──────── Excerpted text

Project Description

Helping women with preventive cancer care

Tracy sits nervously in the waiting room, fidgeting with the Boys Life magazine she forgot to leave in the lobby. Awaiting results from a biopsy is always terrifying, but for Tracy, today was especially difficult.

“I had a mammogram done in May. They detected something that wasn’t quite right – before I was homeless. I didn’t have the money for follow-up, and then I became homeless.”

Tracy started living on the streets of Salt Lake once her relationship proved too toxic. When homeless, people become too preoccupied with finding a safe place to stay or food to eat – taking health problems off their priority list. Tracy hadn’t seen anyone since her mammogram in May, and it was getting tough to push that out of her mind.

With her family having a long history of cancer – a sister who died of breast cancer, another sister who had a mastectomy and her mother and grandmother who were both diagnosed with different types of cancer – Tracy understood that she was at high-risk. But without the means for returning for a follow-up after her first mammogram, she tried her best to ignore the problem; until she scheduled a visit at Fourth Street Clinic, where she coordinated her biopsy. The results? Negative. And she couldn’t feel more relieved.

Now Tracy has gotten a bed at the nearby shelter and landed a job on the Green Team through Wasatch Community Gardens, harvesting lettuce and other food for winter. She works four to five hours a day then heads to women’s classes that teach her life skills such as building a resume and developing her talents.

“Everything’s great. I think Fourth Street is great.”

────────────────

Task requirements:
1/ Say whether each statement below agrees with the project description. Answer yes or no, and quote the words of the text that decide it.
(a) Tracy's biopsy results were negative.
(b) Tracy had her mammogram done in June.
(c) Tracy works eight hours a day on the Green Team.
2/ Copy the passage of the project description that starts at the words "With her family" and ends after "feel more relieved.", swapping in "grateful" for "relieved".
3/ Answer these questions from the project description.
(a) What magazine is Tracy fidgeting with in the waiting room?
(b) Through which organization did Tracy get a job on the Green Team?
(c) Which member of Tracy's family died of breast cancer?

──────── Supplied material

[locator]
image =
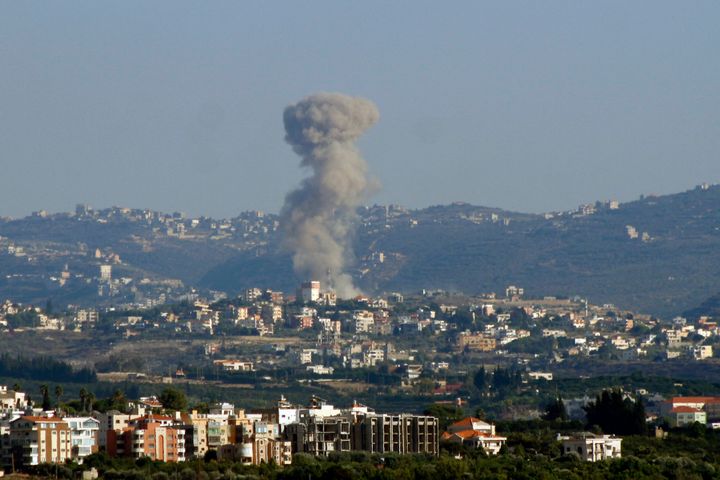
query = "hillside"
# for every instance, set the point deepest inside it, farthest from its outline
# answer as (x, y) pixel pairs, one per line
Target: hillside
(659, 254)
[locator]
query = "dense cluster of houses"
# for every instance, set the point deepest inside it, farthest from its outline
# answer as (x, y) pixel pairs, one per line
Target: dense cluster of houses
(31, 436)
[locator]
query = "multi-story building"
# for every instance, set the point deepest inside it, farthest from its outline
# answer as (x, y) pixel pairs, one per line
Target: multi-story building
(403, 433)
(319, 435)
(310, 291)
(477, 341)
(152, 436)
(85, 435)
(591, 447)
(261, 443)
(110, 421)
(10, 399)
(34, 440)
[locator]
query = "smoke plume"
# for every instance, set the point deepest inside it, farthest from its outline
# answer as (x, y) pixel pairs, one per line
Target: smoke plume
(318, 217)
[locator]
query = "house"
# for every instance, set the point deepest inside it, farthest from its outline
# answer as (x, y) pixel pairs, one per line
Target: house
(709, 405)
(682, 415)
(475, 433)
(591, 447)
(475, 341)
(701, 352)
(35, 440)
(84, 434)
(235, 365)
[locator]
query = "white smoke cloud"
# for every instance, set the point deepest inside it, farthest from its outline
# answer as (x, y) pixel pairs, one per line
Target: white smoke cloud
(318, 217)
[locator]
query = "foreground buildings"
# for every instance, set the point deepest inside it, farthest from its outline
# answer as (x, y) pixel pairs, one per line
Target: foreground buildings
(591, 447)
(251, 437)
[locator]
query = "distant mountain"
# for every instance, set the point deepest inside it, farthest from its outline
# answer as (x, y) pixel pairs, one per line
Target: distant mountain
(659, 254)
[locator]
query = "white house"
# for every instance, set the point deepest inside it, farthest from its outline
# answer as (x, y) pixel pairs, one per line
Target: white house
(591, 447)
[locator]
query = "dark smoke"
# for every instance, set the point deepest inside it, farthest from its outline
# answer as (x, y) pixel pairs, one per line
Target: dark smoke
(318, 217)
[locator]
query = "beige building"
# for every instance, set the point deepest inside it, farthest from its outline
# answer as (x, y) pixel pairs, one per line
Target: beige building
(593, 448)
(36, 440)
(476, 341)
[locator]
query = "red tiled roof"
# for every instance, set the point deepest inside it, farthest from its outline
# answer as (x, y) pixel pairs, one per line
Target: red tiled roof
(31, 418)
(466, 422)
(695, 400)
(686, 410)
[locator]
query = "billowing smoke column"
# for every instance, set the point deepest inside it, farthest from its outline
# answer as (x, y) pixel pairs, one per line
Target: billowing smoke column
(318, 217)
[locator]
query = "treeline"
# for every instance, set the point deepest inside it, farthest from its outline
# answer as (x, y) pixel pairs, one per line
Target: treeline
(43, 368)
(362, 465)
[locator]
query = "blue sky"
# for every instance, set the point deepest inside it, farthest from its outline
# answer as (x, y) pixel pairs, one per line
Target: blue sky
(530, 106)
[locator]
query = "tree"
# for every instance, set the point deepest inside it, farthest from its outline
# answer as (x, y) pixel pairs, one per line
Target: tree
(480, 379)
(615, 414)
(58, 394)
(556, 410)
(446, 414)
(90, 400)
(173, 399)
(83, 399)
(45, 392)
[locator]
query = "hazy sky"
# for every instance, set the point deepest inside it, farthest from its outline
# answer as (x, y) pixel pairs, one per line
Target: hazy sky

────────────────

Answers for this exercise:
1/
(a) Yes: "The results? Negative."
(b) No: "I had a mammogram done in May."
(c) No: "She works four to five hours a day"

2/
With her family having a long history of cancer – a sister who died of breast cancer, another sister who had a mastectomy and her mother and grandmother who were both diagnosed with different types of cancer – Tracy understood that she was at high-risk. But without the means for returning for a follow-up after her first mammogram, she tried her best to ignore the problem; until she scheduled a visit at Fourth Street Clinic, where she coordinated her biopsy. The results? Negative. And she couldn’t feel more grateful.

3/
(a) Boys Life
(b) Wasatch Community Gardens
(c) A sister